### Given task
Collect every line of the entries below that contains the string "gravel", treating case as significant.

::: Task data

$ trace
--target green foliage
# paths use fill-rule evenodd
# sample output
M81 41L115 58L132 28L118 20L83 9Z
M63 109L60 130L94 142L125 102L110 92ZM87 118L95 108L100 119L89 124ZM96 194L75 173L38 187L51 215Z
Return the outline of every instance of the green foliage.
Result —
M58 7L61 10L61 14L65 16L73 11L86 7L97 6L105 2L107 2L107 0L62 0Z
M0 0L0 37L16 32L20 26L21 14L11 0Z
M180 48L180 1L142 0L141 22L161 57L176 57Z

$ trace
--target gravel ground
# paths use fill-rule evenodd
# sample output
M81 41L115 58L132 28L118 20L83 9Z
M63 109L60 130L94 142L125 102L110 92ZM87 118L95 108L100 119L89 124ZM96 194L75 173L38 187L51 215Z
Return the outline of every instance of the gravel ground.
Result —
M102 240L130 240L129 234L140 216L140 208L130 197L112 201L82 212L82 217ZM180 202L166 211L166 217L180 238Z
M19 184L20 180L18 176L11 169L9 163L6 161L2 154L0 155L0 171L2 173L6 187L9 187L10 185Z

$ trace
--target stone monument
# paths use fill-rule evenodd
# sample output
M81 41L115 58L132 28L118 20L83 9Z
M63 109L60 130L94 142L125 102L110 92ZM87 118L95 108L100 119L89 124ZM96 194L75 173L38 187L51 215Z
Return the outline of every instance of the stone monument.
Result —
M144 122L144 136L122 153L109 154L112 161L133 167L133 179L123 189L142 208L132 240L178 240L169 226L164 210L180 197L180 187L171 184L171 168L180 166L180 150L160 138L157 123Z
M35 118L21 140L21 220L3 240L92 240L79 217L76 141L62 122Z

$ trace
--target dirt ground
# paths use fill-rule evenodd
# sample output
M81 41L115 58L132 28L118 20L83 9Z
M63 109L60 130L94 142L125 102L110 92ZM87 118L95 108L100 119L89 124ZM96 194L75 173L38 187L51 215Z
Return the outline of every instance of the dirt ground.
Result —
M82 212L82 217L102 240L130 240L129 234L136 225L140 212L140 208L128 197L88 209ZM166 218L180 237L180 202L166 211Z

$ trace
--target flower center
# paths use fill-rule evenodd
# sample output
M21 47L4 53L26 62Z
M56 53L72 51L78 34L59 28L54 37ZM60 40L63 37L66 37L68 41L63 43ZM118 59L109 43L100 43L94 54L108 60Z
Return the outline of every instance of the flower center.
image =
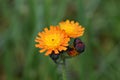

::::::

### Output below
--target gravel ground
Return the outline of every instance of the gravel ground.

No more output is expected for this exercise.